EXERCISE: Rescale the part that opens with the line containing "locate: hockey goal" and runs to the end of the lines below. Repeat those lines with the requests included, multiplying each point coordinate in the answers by 1.3 and rounding to whole numbers (halves up), and leave the sample coordinates in the requests unchanged.

========================

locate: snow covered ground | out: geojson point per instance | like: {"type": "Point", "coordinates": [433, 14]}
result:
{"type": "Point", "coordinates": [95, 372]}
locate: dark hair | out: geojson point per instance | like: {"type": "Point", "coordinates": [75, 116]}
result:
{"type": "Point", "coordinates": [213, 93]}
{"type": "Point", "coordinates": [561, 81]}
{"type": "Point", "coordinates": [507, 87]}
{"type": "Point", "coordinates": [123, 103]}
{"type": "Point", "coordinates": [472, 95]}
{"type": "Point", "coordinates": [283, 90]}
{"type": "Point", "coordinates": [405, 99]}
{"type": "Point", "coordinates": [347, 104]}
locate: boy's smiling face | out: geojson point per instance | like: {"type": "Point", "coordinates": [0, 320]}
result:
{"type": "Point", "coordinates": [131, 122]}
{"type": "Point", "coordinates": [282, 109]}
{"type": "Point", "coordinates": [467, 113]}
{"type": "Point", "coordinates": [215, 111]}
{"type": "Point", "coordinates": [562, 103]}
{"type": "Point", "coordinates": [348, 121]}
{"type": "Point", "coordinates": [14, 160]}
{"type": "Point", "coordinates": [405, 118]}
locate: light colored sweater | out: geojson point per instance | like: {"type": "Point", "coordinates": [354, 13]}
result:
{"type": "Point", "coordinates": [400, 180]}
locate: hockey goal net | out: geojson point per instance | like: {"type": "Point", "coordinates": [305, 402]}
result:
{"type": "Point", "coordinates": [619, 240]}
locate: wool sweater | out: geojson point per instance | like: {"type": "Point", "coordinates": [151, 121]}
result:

========================

TASK RESULT:
locate: hockey goal net | out: geojson point per instance | like: {"type": "Point", "coordinates": [305, 402]}
result:
{"type": "Point", "coordinates": [805, 312]}
locate: wool sweater | out: geojson point per instance | like: {"type": "Point", "coordinates": [151, 121]}
result:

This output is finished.